• TASK STATEMENT
Please copy all of the data below line for line, without changing a single character.
════
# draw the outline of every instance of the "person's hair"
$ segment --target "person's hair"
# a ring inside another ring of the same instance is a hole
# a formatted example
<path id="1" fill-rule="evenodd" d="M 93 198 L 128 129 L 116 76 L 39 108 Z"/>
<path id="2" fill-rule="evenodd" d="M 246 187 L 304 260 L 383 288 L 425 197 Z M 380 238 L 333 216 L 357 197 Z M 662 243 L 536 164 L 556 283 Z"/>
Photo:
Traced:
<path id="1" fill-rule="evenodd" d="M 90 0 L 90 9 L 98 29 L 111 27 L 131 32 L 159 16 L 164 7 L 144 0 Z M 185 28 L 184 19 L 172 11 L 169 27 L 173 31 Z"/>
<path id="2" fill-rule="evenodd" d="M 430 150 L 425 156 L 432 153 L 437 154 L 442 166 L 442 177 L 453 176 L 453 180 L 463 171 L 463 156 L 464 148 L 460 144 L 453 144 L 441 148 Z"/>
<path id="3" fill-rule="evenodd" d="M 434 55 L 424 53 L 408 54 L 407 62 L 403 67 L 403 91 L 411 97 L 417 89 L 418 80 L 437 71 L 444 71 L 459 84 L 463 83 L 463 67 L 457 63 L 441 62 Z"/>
════
• FINISHED ANSWER
# draw the outline of every instance of the "person's hair"
$ segment --target "person's hair"
# a ring inside another ring of the same instance is a hole
# a formatted example
<path id="1" fill-rule="evenodd" d="M 93 198 L 128 129 L 116 76 L 39 108 Z"/>
<path id="2" fill-rule="evenodd" d="M 246 187 L 304 260 L 383 288 L 425 197 Z M 380 238 L 333 216 L 357 197 Z M 662 243 L 536 164 L 556 283 Z"/>
Photo:
Traced:
<path id="1" fill-rule="evenodd" d="M 90 0 L 90 9 L 98 29 L 111 27 L 131 32 L 159 16 L 164 7 L 144 0 Z M 185 28 L 184 19 L 172 11 L 169 27 L 173 31 Z"/>
<path id="2" fill-rule="evenodd" d="M 430 150 L 425 156 L 432 153 L 437 154 L 442 166 L 442 177 L 453 176 L 453 180 L 463 171 L 463 156 L 464 148 L 460 144 L 453 144 L 441 148 Z"/>
<path id="3" fill-rule="evenodd" d="M 434 55 L 424 53 L 408 54 L 407 62 L 403 67 L 403 91 L 411 97 L 417 89 L 418 80 L 437 71 L 444 71 L 459 84 L 463 83 L 463 67 L 457 63 L 441 62 Z"/>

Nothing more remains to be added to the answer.